◆ **GIVEN PASSAGE**:
Start

Butler v Jones
On June 28, 2000, Petitioner/Appellee, Jerry Dale Butler (hereinafter "Butler") pled guilty to two counts of "Sexual Abuse of a Minor Child" pursuant to 10 O.S., § 7115 in Sequoyah County, Oklahoma and received two five-year deferred sentences which ran consecutively.1 Sometime thereafter, Butler began registration under the Sex Offenders Registration Act, 57 O.S., § 581 et seq. (hereinafter "SORA").2
On April 1, 2010, the district court in Sequoyah County issued an order expunging Butler's plea from the record in accordance with 22 O.S., § 991c, thereby deleting all references to his name from the docket sheet, deleting the public index of the filing of the charge, and providing no information concerning the confidential file shall be revealed or released without order of a judge or district court.
On June 18, 2010, Butler filed a Petition for Injunction to permanently enjoin the Respondent/Appellant, Justin Jones ex rel., State of Oklahoma ex rel., Oklahoma Department of Corrections (hereinafter "Department") from requiring him to continue registering under SORA.
He argued requiring him to register violates his rights to equal protection of the laws and to due process of law "under the Constitutions of the United States, Amendments V and XIV, and of the State of Oklahoma, Art. 2, §§ 2 and 7, and Article 5, § 59."

End

◆ **DATASET SECTION**:
Start

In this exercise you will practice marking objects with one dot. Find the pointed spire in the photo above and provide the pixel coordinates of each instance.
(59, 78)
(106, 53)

End

◆ **STATED EXERCISE A**: Restate the Butler v Jones passage, starting with "On June 18, 2010, Butler" and going on through "registering under SORA.", but substitute "temporarily" for "permanently".
◆ **STATED EXERCISE B**: Continue the Butler v Jones passage from the point where it stops.

◆ **WRITTEN RESPONSE A**:
On June 18, 2010, Butler filed a Petition for Injunction to temporarily enjoin the Respondent/Appellant, Justin Jones ex rel., State of Oklahoma ex rel., Oklahoma Department of Corrections (hereinafter "Department") from requiring him to continue registering under SORA.

◆ **WRITTEN RESPONSE B**:
His main and most developed argument is his equal protection challenge. He alleged 57 O.S., § 582 (E) violates his right to equal protection because it treats persons with expunged records in Oklahoma differently from persons whose records were expunged in other states. Subsection E of § 582 was added in 2009 and provided:
E. The provisions of the Sex Offenders Registration Act shall not apply to any such person who has received a criminal history records expungement for a conviction in another state for a crime or attempted crime which, if committed or attempted in this state, would be a crime or an attempt to commit a crime provided for in any said laws listed in subsection A of this section. 2009 Okla. Sess. Laws c. 404, § 2 (eff. Nov. 1, 2009).Butler also asserted § 582 (E) offended Article 5, § 59 of the Oklahoma Constitution which concerns special laws and he is being denied due process of the law available to persons whose criminal history records were expunged in other states. He asserted there is no legitimate state purpose for denying Oklahoma defendants in deferred sentence cases the same privilege as that accorded to citizens of Oklahoma whose criminal history records were expunged in any of the other states.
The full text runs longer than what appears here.